_WHAT YOU ARE ASKED TO DO_
Reproduce the data below word for word, keeping every line and number unchanged.

_INFORMATION SUPPLIED_
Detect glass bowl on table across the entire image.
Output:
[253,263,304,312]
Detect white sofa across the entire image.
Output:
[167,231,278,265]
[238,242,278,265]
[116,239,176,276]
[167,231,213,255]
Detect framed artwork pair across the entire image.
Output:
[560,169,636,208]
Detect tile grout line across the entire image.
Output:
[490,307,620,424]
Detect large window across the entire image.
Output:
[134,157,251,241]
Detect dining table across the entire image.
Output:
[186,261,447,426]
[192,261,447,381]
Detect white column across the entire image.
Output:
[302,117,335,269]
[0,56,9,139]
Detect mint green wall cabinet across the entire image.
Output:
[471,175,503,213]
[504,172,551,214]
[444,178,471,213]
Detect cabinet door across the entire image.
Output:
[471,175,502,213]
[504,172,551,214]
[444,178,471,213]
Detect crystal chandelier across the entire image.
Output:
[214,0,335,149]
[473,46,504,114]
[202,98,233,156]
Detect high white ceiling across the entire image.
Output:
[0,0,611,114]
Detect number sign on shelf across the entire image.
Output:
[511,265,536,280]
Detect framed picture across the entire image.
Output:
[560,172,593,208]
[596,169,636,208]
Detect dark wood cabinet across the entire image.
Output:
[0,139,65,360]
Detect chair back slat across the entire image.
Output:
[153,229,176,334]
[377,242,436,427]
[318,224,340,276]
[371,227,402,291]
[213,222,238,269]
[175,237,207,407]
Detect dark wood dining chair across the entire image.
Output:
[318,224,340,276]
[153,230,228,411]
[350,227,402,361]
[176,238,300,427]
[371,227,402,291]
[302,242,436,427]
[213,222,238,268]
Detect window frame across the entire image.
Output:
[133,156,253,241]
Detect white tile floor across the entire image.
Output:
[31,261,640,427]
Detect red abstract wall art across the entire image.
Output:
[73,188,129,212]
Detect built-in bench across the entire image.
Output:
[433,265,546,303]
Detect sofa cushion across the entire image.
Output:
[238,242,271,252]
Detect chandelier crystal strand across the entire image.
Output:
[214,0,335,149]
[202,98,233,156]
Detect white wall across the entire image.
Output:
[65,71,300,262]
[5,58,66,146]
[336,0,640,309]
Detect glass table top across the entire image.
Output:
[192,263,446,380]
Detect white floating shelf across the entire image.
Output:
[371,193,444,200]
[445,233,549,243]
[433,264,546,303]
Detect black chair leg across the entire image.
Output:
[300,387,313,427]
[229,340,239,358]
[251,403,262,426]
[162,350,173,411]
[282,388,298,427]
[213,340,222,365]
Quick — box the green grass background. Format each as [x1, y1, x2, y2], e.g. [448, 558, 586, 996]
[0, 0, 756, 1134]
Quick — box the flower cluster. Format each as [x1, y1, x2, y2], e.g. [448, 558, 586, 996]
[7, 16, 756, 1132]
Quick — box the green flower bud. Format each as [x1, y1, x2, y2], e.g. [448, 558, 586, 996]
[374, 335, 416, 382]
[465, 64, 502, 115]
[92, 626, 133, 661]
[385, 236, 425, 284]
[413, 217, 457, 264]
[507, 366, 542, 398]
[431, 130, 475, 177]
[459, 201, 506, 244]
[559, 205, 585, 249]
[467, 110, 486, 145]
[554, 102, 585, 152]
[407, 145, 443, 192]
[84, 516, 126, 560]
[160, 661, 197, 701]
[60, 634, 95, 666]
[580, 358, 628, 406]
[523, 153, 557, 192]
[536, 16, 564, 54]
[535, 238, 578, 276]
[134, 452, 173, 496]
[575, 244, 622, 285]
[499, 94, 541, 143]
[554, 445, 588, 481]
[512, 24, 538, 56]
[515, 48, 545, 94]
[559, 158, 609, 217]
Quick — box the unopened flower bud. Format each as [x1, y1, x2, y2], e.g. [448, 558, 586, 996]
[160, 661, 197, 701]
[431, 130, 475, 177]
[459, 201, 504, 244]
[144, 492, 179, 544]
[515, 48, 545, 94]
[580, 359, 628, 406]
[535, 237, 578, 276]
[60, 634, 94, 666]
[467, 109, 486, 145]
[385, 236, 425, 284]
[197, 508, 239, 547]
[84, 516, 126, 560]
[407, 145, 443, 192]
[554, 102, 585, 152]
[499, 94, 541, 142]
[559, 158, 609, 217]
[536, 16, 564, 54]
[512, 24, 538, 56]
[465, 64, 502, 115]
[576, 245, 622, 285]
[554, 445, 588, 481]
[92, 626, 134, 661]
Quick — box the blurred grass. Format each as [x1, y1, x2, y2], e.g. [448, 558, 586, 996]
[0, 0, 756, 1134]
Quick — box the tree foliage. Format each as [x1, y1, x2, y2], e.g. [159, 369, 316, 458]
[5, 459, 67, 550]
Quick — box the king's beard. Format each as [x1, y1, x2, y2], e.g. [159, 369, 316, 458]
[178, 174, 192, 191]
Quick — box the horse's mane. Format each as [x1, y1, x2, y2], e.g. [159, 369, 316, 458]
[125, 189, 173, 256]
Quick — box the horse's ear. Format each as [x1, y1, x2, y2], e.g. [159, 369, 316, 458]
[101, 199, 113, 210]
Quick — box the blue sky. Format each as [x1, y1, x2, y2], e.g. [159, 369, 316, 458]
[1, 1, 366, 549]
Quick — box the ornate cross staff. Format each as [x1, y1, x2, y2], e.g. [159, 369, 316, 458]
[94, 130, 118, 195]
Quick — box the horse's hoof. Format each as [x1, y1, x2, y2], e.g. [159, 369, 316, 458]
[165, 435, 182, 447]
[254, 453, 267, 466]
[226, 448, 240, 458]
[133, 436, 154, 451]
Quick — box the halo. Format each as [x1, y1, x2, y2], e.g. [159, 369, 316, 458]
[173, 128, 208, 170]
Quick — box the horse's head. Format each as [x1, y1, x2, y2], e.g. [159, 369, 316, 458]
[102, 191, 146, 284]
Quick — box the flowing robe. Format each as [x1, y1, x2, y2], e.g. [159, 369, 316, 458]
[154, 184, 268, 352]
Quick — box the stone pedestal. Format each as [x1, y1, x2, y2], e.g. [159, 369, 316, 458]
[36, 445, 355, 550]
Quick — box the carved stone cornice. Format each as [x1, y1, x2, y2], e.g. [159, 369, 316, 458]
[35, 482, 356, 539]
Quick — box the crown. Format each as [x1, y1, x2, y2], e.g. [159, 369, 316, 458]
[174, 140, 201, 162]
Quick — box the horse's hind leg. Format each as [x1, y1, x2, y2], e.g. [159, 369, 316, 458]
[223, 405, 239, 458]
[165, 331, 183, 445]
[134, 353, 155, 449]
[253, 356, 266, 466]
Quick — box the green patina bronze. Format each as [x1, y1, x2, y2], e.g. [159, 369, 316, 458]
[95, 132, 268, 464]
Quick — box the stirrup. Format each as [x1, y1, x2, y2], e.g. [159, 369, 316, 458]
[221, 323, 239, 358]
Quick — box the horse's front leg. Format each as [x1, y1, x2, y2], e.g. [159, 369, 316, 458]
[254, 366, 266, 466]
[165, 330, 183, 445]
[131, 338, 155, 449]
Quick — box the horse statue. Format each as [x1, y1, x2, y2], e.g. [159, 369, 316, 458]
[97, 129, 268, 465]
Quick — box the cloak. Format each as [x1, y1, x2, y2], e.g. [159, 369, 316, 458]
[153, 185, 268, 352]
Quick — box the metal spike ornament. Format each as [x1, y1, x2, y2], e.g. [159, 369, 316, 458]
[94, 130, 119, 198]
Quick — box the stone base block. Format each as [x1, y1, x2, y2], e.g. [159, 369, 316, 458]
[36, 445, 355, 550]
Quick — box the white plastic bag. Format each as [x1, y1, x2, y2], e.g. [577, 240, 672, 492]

_EXERCISE SOLUTION_
Detect glass bowl on table across the entire image.
Output:
[253,263,304,312]
Detect white sofa across the entire image.
Output:
[167,231,278,265]
[238,242,278,265]
[116,239,176,276]
[167,231,213,255]
Detect framed artwork pair across the entire image.
Output:
[560,169,636,208]
Detect tile grout line across the entire image.
Output:
[490,307,620,424]
Detect large window across the entire image.
Output:
[134,157,251,241]
Detect dining table across the entire image.
Output:
[186,261,447,426]
[192,261,447,381]
Detect white column across the entire image.
Output:
[302,117,335,269]
[0,56,9,139]
Detect mint green wall cabinet across the entire image.
Output:
[471,175,503,213]
[504,172,551,214]
[444,178,471,213]
Detect cabinet door across the entire image.
Output:
[471,175,502,213]
[504,172,551,214]
[444,178,471,213]
Detect crystal chandelier across the entire image.
Output:
[214,0,335,149]
[473,46,504,114]
[202,98,233,156]
Detect high white ceiling across the entire image.
Output:
[0,0,611,114]
Detect number sign on shelf across the entire image.
Output:
[511,265,536,280]
Detect framed picture across the entire image.
Output:
[560,172,593,208]
[596,169,636,208]
Detect dark wood cabinet across the entire image.
Output:
[0,139,65,360]
Detect chair back slat across the entire image.
Output:
[153,229,176,334]
[377,242,436,427]
[318,224,340,276]
[371,227,402,291]
[213,222,238,269]
[175,237,207,407]
Detect dark wood dining chair across the entire image.
Output:
[318,224,340,276]
[153,230,228,411]
[350,227,402,361]
[176,238,300,427]
[371,227,402,291]
[302,242,436,427]
[213,222,238,268]
Detect window frame across the entire image.
Output:
[133,156,253,241]
Detect white tile floor across the entire image.
Output:
[31,261,640,427]
Detect red abstract wall art across the entire image.
Output:
[73,188,129,212]
Detect built-in bench across the entire image.
Output:
[433,265,546,303]
Detect sofa cushion across the entire image.
Output:
[238,242,271,252]
Detect chandelier crystal strand across the entire image.
Output:
[214,0,335,149]
[202,98,233,156]
Detect white wall across the entire image.
Output:
[65,71,300,262]
[5,58,66,146]
[336,0,640,309]
Detect glass table top across the entire image.
Output:
[192,263,446,380]
Detect white floating shelf across the entire image.
Output:
[371,193,444,200]
[445,233,549,243]
[433,264,546,303]
Detect black chair leg across the entire image.
Output:
[300,387,313,427]
[229,340,239,358]
[251,403,262,426]
[162,350,173,411]
[282,388,298,427]
[213,340,222,365]
Quick — box the green grass background. Format each as [x1, y1, x2, y2], e.g. [448, 558, 586, 996]
[0, 0, 756, 1134]
Quick — box the flower cluster. Format each as [x1, y1, x2, y2], e.g. [448, 558, 586, 996]
[7, 16, 756, 1132]
Quick — box the green flower bud. Format each as [x1, y1, x2, y2], e.g. [448, 558, 586, 996]
[374, 335, 416, 382]
[465, 64, 502, 115]
[92, 626, 133, 661]
[385, 236, 425, 284]
[413, 217, 457, 264]
[507, 366, 542, 398]
[431, 130, 475, 177]
[459, 201, 506, 244]
[559, 205, 585, 249]
[467, 110, 486, 145]
[554, 102, 585, 152]
[407, 145, 443, 192]
[84, 516, 126, 560]
[160, 661, 197, 701]
[60, 634, 95, 666]
[580, 358, 628, 406]
[523, 153, 557, 192]
[536, 16, 564, 54]
[535, 238, 578, 276]
[134, 452, 173, 496]
[575, 244, 622, 285]
[499, 94, 541, 143]
[554, 445, 588, 481]
[512, 24, 538, 56]
[515, 48, 545, 94]
[559, 158, 609, 217]
Quick — box the unopened flower bud. Format each as [x1, y1, x2, y2], e.g. [448, 558, 586, 996]
[160, 661, 197, 701]
[431, 130, 475, 177]
[459, 201, 504, 244]
[144, 492, 179, 544]
[515, 48, 545, 94]
[580, 359, 628, 406]
[535, 237, 578, 276]
[60, 634, 94, 666]
[467, 109, 486, 145]
[385, 236, 425, 284]
[197, 508, 239, 547]
[84, 516, 126, 560]
[407, 145, 443, 192]
[554, 102, 585, 152]
[499, 94, 541, 142]
[559, 158, 609, 217]
[536, 16, 564, 54]
[512, 24, 538, 56]
[465, 64, 502, 115]
[576, 245, 622, 285]
[554, 445, 588, 481]
[92, 626, 134, 661]
Quick — box the blurred grass. Format each as [x1, y1, x2, y2], e.g. [448, 558, 586, 996]
[0, 0, 756, 1134]
Quick — box the tree foliage. Format each as [x1, y1, x2, y2], e.g. [159, 369, 316, 458]
[5, 459, 67, 550]
Quick — box the king's beard. Format each as [x1, y1, x2, y2], e.g. [159, 369, 316, 458]
[178, 174, 192, 191]
Quick — box the horse's mane. Format each as [x1, y1, x2, y2], e.g. [159, 369, 316, 458]
[125, 189, 173, 256]
Quick — box the horse's ear. Format each as [x1, y1, x2, y2], e.g. [159, 369, 316, 458]
[101, 199, 113, 210]
Quick — box the blue sky. Format each as [x1, y1, x2, y2], e.g. [159, 369, 316, 458]
[1, 1, 366, 549]
Quick — box the ornate cross staff. Format each as [x1, y1, x2, y2], e.g. [159, 369, 316, 458]
[94, 130, 118, 195]
Quick — box the horse's hoof. Format each as [x1, y1, x2, y2], e.g. [159, 369, 316, 458]
[165, 435, 182, 447]
[254, 453, 267, 466]
[226, 448, 240, 458]
[133, 436, 154, 451]
Quick — box the halo. Format each as [x1, y1, x2, y2], e.g. [159, 369, 316, 458]
[173, 128, 208, 170]
Quick — box the horse's head. Format each as [x1, y1, x2, y2], e.g. [159, 369, 316, 458]
[102, 191, 146, 284]
Quick — box the flowing robe. Format each as [x1, y1, x2, y2], e.g. [159, 369, 316, 458]
[154, 184, 268, 352]
Quick — box the stone pedestal. Format each as [x1, y1, x2, y2], e.g. [159, 369, 316, 458]
[36, 445, 355, 550]
Quick — box the carved stone cornice. Format each as [x1, y1, x2, y2], e.g. [159, 369, 316, 458]
[35, 482, 356, 539]
Quick — box the crown. Format each as [x1, y1, x2, y2], e.g. [159, 369, 316, 458]
[174, 140, 201, 162]
Quick — box the horse's hind leg. Format each as [x1, y1, x2, y2], e.g. [159, 369, 316, 458]
[223, 405, 239, 458]
[165, 331, 183, 445]
[134, 353, 155, 449]
[253, 356, 266, 466]
Quick — box the green patina bronze. Format each as [x1, y1, x2, y2], e.g. [159, 369, 316, 458]
[95, 132, 268, 464]
Quick — box the stirrup. Format each as [x1, y1, x2, y2], e.g. [159, 369, 316, 458]
[221, 323, 239, 358]
Quick — box the horse's front leg. Format each as [x1, y1, x2, y2], e.g. [159, 369, 316, 458]
[254, 366, 266, 466]
[165, 330, 183, 445]
[131, 338, 155, 449]
Quick — box the horse statue. Format each as [x1, y1, x2, y2], e.g. [159, 369, 316, 458]
[97, 129, 268, 465]
Quick — box the cloak. Format each as [x1, y1, x2, y2], e.g. [159, 369, 316, 458]
[153, 185, 268, 352]
Quick — box the metal spike ornament. Format each as [x1, y1, x2, y2], e.g. [159, 369, 316, 458]
[94, 130, 119, 198]
Quick — box the stone base block. Format each as [x1, y1, x2, y2], e.g. [159, 369, 316, 458]
[36, 445, 355, 550]
Quick — box the white plastic bag. Format each as [x1, y1, x2, y2], e.g. [577, 240, 672, 492]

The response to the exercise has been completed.